### To do
Word for word, output the data that follows.

### Provided data
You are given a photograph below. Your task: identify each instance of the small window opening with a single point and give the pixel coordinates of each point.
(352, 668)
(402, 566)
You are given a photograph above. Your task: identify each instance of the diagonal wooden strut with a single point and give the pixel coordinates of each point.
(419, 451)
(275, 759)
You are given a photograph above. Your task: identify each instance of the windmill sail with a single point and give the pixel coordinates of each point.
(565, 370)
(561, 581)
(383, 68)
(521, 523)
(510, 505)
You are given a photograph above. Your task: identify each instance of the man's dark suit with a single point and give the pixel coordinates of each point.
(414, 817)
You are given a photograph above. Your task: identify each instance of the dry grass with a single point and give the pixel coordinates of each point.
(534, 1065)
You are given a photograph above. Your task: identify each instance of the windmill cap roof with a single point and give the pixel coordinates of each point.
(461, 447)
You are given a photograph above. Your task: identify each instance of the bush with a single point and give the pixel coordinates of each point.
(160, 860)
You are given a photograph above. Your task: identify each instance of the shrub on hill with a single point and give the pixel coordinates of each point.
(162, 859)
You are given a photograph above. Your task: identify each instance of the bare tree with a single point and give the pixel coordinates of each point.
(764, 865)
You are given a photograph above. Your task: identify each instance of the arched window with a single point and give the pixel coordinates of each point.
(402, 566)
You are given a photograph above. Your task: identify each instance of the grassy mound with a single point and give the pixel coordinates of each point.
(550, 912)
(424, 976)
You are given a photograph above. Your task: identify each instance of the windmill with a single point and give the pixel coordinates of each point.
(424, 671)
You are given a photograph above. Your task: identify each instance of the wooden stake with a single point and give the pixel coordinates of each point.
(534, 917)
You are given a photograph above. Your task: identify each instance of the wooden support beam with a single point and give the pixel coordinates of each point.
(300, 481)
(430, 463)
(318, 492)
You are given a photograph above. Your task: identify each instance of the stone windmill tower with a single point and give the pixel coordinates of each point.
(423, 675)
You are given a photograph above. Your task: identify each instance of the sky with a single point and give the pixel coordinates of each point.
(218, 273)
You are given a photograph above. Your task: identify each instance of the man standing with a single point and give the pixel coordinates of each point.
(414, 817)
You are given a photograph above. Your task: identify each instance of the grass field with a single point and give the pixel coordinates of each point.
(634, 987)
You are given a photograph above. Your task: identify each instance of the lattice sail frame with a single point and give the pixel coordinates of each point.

### Task solution
You are given a photograph below. Your task: identify each instance of the small window opening with a single point and give the pixel coordinates of each point.
(352, 668)
(402, 566)
You are given a photograph above. Your task: identify each instance of the diagonal wooden strut with a single point and give the pixel coordinates of each point.
(419, 451)
(275, 759)
You are given a photograph above. Your task: identify each instance of the windmill sail with a single point and give the pixel coordinates of each point.
(565, 370)
(561, 581)
(383, 68)
(521, 523)
(510, 505)
You are given a photograph above. Your task: identify each instance of the man's dark suit with a single point and give the pixel coordinates of each point.
(414, 817)
You are given a photograph above. Your task: identify each instance of the dry grass with a single point and give the pixel coordinates of each point.
(534, 1065)
You are given a photograph above. Your task: identify each instance of the windmill cap roof with a single point and give the pixel coordinates of each point.
(461, 447)
You are given a photograph above. Your task: identify each instance of the bush with a single point and give the pixel coordinates of each point.
(160, 860)
You are given a photograph above. Your task: identify each instance of the shrub on hill with a single point and give the pixel coordinates of each point.
(162, 859)
You are given a photograph above. Your task: identify each instance of the bare tree with a single point and give the pixel coordinates of each point.
(764, 865)
You are given a photograph above. Your task: identify each instance of the arched window with a single point and give the pixel coordinates of each point.
(402, 566)
You are given a photograph above. Your task: identify each instance of the grassy mound with a single point and give the pixel coordinates of each point.
(550, 912)
(424, 976)
You are given a photograph above. Your task: identify each instance of the windmill with a single point and give the pixel coordinates of each point.
(424, 671)
You are given a photograph above. Your task: identify each instance of the wooden stake with a single point and give the pixel coordinates of each point.
(534, 917)
You are given a photograph above. Your task: identify each instance of the wooden support beam with a single point and give the pixel coordinates of each point.
(300, 481)
(430, 463)
(318, 492)
You are given a photograph above. Your task: identify each instance of the stone windmill tower with a single point and give the pixel coordinates of each point.
(423, 675)
You are given a photograph above. Your task: identify each instance of the sky with a single point and give the pixel coordinates of each point.
(218, 273)
You are given a photograph above. Your task: identify each instance of the man standing with a single point and give the pixel coordinates of each point.
(414, 817)
You are given a photograph above. Your task: identify each instance of the grass field with a single point and give the pixel coordinates of each point.
(634, 987)
You are given a photograph above. Your task: identify each instance of the lattice sail frame with a single point and give the pixel coordinates of each point.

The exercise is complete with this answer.